## DEINE AUFGABE
Welche der Zeilen unten enthalten das Wort „heron“? Gib jede solche Zeile vollständig wieder.

▬▬▬

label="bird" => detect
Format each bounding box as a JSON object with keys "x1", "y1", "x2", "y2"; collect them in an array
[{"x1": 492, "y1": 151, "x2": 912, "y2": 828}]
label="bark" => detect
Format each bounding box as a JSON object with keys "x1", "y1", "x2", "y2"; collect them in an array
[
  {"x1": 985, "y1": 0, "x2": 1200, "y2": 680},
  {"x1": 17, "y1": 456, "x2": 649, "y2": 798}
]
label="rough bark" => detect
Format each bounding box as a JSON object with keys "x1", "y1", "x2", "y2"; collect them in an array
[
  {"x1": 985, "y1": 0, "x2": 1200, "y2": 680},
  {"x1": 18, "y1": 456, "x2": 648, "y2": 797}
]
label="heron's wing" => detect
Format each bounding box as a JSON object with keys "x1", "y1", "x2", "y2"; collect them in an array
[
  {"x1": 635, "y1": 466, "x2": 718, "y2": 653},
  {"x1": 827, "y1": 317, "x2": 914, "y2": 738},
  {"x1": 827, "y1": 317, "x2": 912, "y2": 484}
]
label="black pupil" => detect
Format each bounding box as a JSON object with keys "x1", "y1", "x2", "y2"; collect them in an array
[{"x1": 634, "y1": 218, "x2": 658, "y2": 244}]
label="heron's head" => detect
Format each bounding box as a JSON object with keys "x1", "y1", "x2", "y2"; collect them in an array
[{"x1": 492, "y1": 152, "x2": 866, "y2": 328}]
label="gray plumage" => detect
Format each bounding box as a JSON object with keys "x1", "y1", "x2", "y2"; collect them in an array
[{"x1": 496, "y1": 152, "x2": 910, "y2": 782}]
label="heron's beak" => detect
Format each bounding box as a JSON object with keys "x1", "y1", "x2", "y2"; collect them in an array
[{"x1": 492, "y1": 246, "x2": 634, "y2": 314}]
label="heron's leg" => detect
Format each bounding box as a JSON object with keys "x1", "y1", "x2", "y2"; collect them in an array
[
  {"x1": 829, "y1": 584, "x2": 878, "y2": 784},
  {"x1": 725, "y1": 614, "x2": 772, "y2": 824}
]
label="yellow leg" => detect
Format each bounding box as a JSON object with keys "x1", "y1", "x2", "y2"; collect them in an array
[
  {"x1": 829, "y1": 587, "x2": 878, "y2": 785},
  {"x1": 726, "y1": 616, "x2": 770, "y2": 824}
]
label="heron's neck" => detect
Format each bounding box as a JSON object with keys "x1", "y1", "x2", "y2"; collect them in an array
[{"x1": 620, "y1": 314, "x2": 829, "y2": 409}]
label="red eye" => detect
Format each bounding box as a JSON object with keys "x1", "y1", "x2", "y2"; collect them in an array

▬▬▬

## LÖSUNG DER AUFGABE
label="heron's wing" => detect
label="heron's head" => detect
label="heron's beak" => detect
label="heron's leg" => detect
label="heron's neck" => detect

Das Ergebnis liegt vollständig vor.